▶ [What you have to do]: Print the entries below word for word, with nothing added, dropped, or changed.

__________________________________________________

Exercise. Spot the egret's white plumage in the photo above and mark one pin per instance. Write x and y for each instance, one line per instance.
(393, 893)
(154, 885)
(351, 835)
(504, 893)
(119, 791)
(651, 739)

__________________________________________________

▶ [Result below]:
Exercise. Spot the egret's white plumage in the photo above and mark one pin per instance. Write x and y for each instance, one line per instance.
(393, 893)
(154, 885)
(351, 835)
(504, 893)
(119, 791)
(651, 739)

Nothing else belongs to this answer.